MATERIAL SUPPLIED ::

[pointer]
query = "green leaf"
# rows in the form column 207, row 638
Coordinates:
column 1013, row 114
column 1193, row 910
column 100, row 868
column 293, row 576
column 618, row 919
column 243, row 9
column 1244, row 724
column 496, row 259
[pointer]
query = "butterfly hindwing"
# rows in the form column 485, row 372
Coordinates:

DIRECTIONS FOR THIS TASK :: Please copy out every line of the items above, character for character, with nothing added or left out.

SOLUTION TO THIS TASK ::
[pointer]
query = "green leaf"
# rows in the form column 207, row 638
Coordinates:
column 1013, row 114
column 1193, row 910
column 100, row 868
column 293, row 576
column 618, row 919
column 243, row 9
column 1244, row 724
column 496, row 259
[pointer]
query = "butterfly hindwing"
# rows in the form column 485, row 372
Coordinates:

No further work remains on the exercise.